EXERCISE REQUIREMENTS — Transcribe each entry below exactly. Pictures do not go in the copy.

++++ RECORD SET

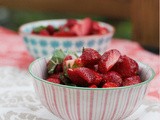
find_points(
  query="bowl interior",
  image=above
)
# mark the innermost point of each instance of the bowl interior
(27, 28)
(38, 70)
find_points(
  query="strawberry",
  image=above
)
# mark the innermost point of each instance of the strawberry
(55, 75)
(50, 29)
(64, 34)
(92, 86)
(83, 27)
(86, 26)
(54, 80)
(103, 31)
(84, 76)
(78, 63)
(44, 32)
(97, 29)
(108, 60)
(126, 67)
(71, 22)
(90, 57)
(113, 77)
(58, 68)
(131, 80)
(109, 85)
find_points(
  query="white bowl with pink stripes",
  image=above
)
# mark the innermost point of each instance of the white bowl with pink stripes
(79, 103)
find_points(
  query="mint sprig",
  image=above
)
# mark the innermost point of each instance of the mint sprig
(56, 59)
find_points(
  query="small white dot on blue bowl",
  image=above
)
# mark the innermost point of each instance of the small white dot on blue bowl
(25, 39)
(44, 52)
(79, 44)
(54, 44)
(91, 43)
(33, 41)
(100, 41)
(107, 39)
(35, 51)
(43, 43)
(67, 44)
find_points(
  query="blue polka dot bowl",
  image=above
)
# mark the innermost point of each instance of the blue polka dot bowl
(39, 46)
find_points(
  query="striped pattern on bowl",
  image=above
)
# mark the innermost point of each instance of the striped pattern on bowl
(77, 103)
(39, 46)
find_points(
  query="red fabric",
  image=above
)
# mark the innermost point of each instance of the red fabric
(14, 53)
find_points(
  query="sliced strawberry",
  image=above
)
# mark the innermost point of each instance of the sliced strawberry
(84, 76)
(50, 29)
(112, 76)
(44, 32)
(92, 86)
(108, 60)
(90, 57)
(109, 85)
(131, 80)
(126, 67)
(64, 34)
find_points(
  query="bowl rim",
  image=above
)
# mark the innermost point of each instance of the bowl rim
(21, 32)
(87, 88)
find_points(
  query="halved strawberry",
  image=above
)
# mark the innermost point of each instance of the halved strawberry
(112, 76)
(131, 80)
(109, 85)
(108, 60)
(84, 76)
(126, 67)
(64, 34)
(90, 57)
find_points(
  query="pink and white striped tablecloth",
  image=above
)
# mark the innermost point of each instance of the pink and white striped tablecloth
(15, 59)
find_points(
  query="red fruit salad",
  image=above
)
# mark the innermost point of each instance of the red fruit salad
(93, 70)
(72, 28)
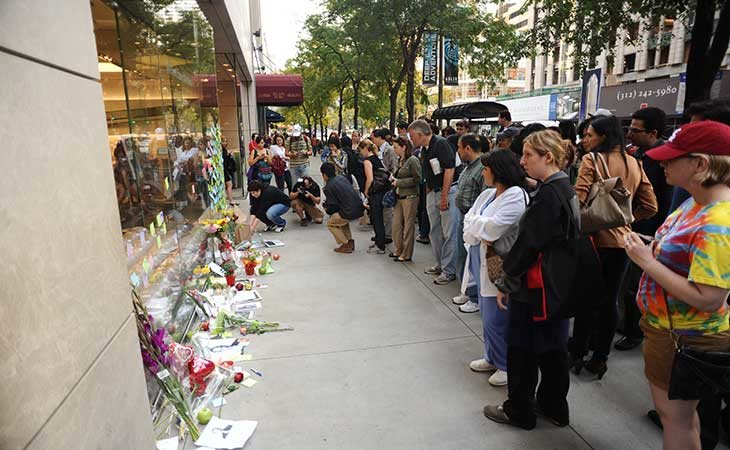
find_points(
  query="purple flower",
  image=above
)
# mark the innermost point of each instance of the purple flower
(149, 361)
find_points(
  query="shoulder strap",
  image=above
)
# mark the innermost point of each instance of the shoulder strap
(603, 163)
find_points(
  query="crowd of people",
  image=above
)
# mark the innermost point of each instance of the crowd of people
(508, 220)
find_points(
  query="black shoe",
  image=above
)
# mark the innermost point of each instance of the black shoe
(627, 343)
(596, 367)
(576, 363)
(496, 413)
(655, 419)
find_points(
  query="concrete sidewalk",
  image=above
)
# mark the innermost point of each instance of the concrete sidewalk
(379, 360)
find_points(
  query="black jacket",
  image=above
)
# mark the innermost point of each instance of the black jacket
(354, 164)
(549, 246)
(342, 198)
(269, 197)
(229, 164)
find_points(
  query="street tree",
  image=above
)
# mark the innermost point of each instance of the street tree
(593, 26)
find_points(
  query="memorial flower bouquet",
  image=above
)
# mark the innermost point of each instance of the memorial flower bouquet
(229, 268)
(157, 361)
(250, 260)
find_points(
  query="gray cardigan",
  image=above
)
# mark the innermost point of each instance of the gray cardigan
(409, 176)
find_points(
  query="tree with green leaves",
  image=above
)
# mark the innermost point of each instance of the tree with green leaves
(593, 26)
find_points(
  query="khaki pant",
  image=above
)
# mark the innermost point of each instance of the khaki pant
(404, 220)
(340, 228)
(300, 207)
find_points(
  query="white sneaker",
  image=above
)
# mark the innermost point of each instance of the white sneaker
(460, 299)
(469, 307)
(498, 378)
(482, 365)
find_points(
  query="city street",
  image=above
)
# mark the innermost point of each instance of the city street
(379, 359)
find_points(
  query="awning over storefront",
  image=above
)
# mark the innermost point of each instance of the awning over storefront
(279, 90)
(475, 110)
(273, 116)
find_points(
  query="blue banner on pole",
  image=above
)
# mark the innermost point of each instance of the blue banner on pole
(451, 62)
(590, 95)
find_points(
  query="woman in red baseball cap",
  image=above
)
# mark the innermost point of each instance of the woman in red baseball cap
(686, 279)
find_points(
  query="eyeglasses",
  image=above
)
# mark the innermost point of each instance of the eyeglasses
(633, 130)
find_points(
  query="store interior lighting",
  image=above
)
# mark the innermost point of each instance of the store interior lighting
(109, 67)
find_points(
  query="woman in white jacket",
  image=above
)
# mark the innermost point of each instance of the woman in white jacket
(493, 216)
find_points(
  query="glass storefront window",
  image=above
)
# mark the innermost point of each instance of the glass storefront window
(156, 58)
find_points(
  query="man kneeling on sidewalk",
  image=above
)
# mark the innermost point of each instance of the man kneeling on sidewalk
(343, 204)
(268, 204)
(305, 196)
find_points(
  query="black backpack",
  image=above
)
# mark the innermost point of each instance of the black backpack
(381, 181)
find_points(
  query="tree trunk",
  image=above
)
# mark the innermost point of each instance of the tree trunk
(393, 95)
(339, 117)
(355, 104)
(706, 52)
(410, 90)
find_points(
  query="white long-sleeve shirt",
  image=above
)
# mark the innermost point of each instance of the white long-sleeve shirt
(489, 225)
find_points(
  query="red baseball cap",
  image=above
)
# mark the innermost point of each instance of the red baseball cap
(706, 136)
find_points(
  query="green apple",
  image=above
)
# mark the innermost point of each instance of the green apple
(204, 416)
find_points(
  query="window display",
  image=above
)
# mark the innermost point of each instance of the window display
(164, 144)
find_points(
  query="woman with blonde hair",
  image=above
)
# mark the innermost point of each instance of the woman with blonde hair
(540, 276)
(684, 289)
(374, 191)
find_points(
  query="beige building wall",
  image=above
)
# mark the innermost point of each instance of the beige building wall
(73, 376)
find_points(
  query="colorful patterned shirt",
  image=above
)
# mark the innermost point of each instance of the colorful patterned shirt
(694, 242)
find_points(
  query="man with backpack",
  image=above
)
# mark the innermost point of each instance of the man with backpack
(439, 161)
(343, 204)
(298, 149)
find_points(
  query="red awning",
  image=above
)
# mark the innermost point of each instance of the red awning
(279, 90)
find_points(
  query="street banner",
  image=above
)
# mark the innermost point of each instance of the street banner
(590, 95)
(430, 59)
(451, 62)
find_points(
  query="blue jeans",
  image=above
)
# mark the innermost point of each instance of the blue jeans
(494, 320)
(444, 230)
(299, 172)
(274, 214)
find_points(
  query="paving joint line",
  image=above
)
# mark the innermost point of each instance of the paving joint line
(443, 302)
(349, 350)
(480, 338)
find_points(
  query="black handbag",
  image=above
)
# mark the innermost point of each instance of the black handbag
(697, 373)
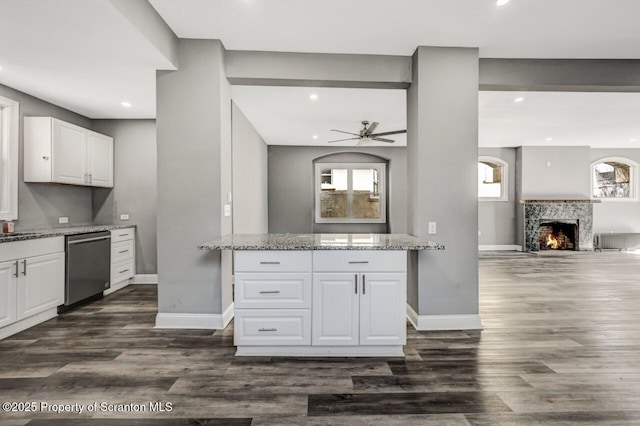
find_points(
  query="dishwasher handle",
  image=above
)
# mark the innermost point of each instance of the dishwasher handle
(86, 240)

++++++++

TASK RESULT —
find_points(
  query="bowl interior",
  image=above
)
# mark the innermost point of each instance of the bowl interior
(27, 28)
(38, 70)
find_points(
  query="strawberry",
  image=above
)
# mark the innermost point of each instance of the strawberry
(55, 75)
(50, 29)
(64, 34)
(92, 86)
(83, 27)
(86, 26)
(54, 80)
(103, 31)
(84, 76)
(78, 63)
(44, 32)
(97, 29)
(108, 60)
(126, 67)
(71, 22)
(90, 57)
(113, 77)
(58, 68)
(131, 80)
(109, 85)
find_points(
  query="white bowl with pink stripes",
  image=above
)
# mark the innermost point of each instance of the white bowl with pink stripes
(79, 103)
find_points(
  query="mint sprig",
  image=above
)
# mark the innermost point of each instance of the mint sprig
(56, 59)
find_points(
  query="small white dot on blue bowl",
  image=above
)
# mark the innermost point of each instance of the small white dot on blue bowl
(25, 39)
(44, 52)
(79, 44)
(54, 44)
(91, 43)
(33, 41)
(100, 41)
(107, 39)
(35, 51)
(43, 43)
(67, 44)
find_points(
  query="blue polka dot bowl",
  image=above
)
# mark the innermost point of each instance of the blue polka dot bowl
(39, 46)
find_points(
  query="striped pattern on bowl",
  image=above
)
# mark the innermost point of each instance of the striped pattern on bowl
(77, 103)
(39, 46)
find_points(
  query="red fabric",
  image=above
)
# mark the innermost point of each instance of the red fabric
(14, 53)
find_points(
  query="sliced strawberry",
  image=above
)
# mark the innermost point of each instance of the sliced strawberry
(84, 76)
(50, 29)
(112, 76)
(44, 32)
(92, 86)
(108, 60)
(90, 57)
(109, 85)
(131, 80)
(126, 67)
(64, 34)
find_points(
  query="bowl rim",
  image=above
)
# mark the innermost point of each instance of the bowl rim
(21, 32)
(87, 88)
find_points(
  query="halved strawberry",
  image=above
)
# mark the innermost point of each instance of the halved strawberry
(112, 76)
(131, 80)
(109, 85)
(108, 60)
(84, 76)
(126, 67)
(64, 34)
(90, 57)
find_points(
  query="pink and white striped tablecloth",
  image=above
)
# mark the innermost point of each instance of the pink and white striped tablecloth
(15, 59)
find_points(
  query="red fruit salad",
  image=above
)
# mark the innermost point of each instance of the red fruit salad
(93, 70)
(72, 28)
find_points(
  query="purple flower",
  image=above
)
# mark the innermost point of each instance of the purple flower
(149, 361)
find_points(
  query="shoulder strap",
  image=above
)
# mark the innermost point of each instance of the shoulder strap
(603, 163)
find_points(
  query="crowd of people",
  image=above
)
# mark the innermost point of each instance of the crowd of people
(508, 220)
find_points(
  query="black shoe",
  image=above
)
# mark the innermost point of each instance of the black shoe
(627, 343)
(596, 367)
(576, 363)
(496, 413)
(655, 419)
find_points(
  query="concrete sidewalk",
  image=above
)
# mark the innermost point of each instance of the concrete sidewalk
(379, 360)
find_points(
  query="black jacket",
  image=above
)
# mark the innermost point of each instance of the black jacket
(354, 164)
(549, 246)
(342, 198)
(269, 197)
(229, 164)
find_points(
  query="street tree",
  image=above
)
# mark the innermost point of each instance of the street tree
(593, 26)
find_points(
  query="memorial flower bouquet",
  image=above
)
# mark the innermost point of each instance of the memorial flower bouquet
(229, 268)
(157, 361)
(250, 260)
find_points(
  query="gray cardigan",
  image=above
)
# mark the innermost point of each instance of the gray cardigan
(409, 176)
find_points(
  query="tree with green leaves",
  image=above
)
# mark the innermost point of each instance of the tree with green leaves
(593, 26)
find_points(
  query="khaki pant",
  image=above
)
# mark the innermost point of each instance of the khaki pant
(404, 220)
(340, 228)
(300, 207)
find_points(
  query="white sneaker",
  image=above
)
# mark the innermost point of each instance of the white sneaker
(460, 299)
(469, 307)
(498, 378)
(482, 365)
find_points(
  query="city street",
  image=above
)
# mark the innermost point of each instance of the city street
(379, 359)
find_points(
  query="awning over storefront",
  image=above
)
# mark the innermost point of each instance of the awning over storefront
(279, 90)
(475, 110)
(273, 116)
find_points(
  query="blue banner on pole",
  image=above
)
# mark the innermost point of each instance of the blue banner on pole
(451, 62)
(590, 95)
find_points(
  query="woman in red baseball cap",
  image=above
)
# mark the innermost point of each instance of the woman in red baseball cap
(686, 279)
find_points(
  query="eyeglasses",
  image=above
)
# mark the innermost point of each instance of the eyeglasses
(633, 130)
find_points(
  query="store interior lighting",
  image=above
)
# mark the innermost point of each instance of the store interior lighting
(109, 67)
find_points(
  query="woman in white jacket",
  image=above
)
# mark the innermost point of each instance of the woman in white jacket
(493, 216)
find_points(
  query="glass storefront window",
  image=above
)
# mark the innermost point of each instance of the glass storefront window
(156, 58)
find_points(
  query="man kneeling on sidewalk",
  image=above
)
# mark the innermost point of each instance of the man kneeling on sidewalk
(343, 204)
(268, 204)
(305, 196)
find_points(
  query="black backpack",
  image=above
)
# mark the innermost point of each instance of the black backpack
(381, 181)
find_points(
  query="tree trunk",
  image=above
)
# mark the innermost point of each instance of the tree trunk
(393, 95)
(339, 117)
(355, 104)
(706, 52)
(410, 90)
find_points(
  query="white long-sleeve shirt",
  image=above
)
# mark the innermost point of each instance of the white long-sleeve shirt
(489, 225)
find_points(
  query="red baseball cap",
  image=above
)
# mark the innermost point of each instance of the red baseball cap
(706, 136)
find_points(
  query="green apple",
  image=above
)
# mark the innermost point of each instance of the green apple
(204, 416)
find_points(
  query="window display",
  image=above
)
# mark the innermost point of each instance of the window display
(164, 144)
find_points(
  query="woman with blonde hair",
  image=above
)
# mark the innermost point of each instance of the woman with blonde hair
(540, 276)
(684, 289)
(374, 191)
find_points(
  query="beige building wall",
  image=above
)
# mark the innermost point of each instance of the beige building wall
(73, 376)
find_points(
  query="colorful patterned shirt",
  image=above
)
# mark the innermost point of each instance of the colorful patterned shirt
(694, 242)
find_points(
  query="man with backpack",
  image=above
)
# mark the innermost point of each instance of the man with backpack
(439, 161)
(343, 204)
(298, 149)
find_points(
  query="red awning",
  image=above
)
# mark the innermost point of each instance of the red awning
(279, 90)
find_points(
  query="street banner",
  image=above
)
# mark the innermost point of each instance of the street banner
(590, 95)
(430, 59)
(451, 62)
find_points(
  query="blue jeans",
  image=above
)
# mark the innermost point of each instance of the blue jeans
(494, 320)
(444, 230)
(299, 172)
(274, 214)
find_points(
  query="paving joint line",
  image=above
)
# mark the innermost point of each instance of the paving joint line
(443, 302)
(349, 350)
(480, 338)
find_points(
  query="black handbag",
  image=above
)
# mark the innermost point of each instance of the black handbag
(697, 373)
find_points(
  query="dishwasher handle",
  image=above
)
# mark the innermost point of each instance of the dishwasher handle
(86, 240)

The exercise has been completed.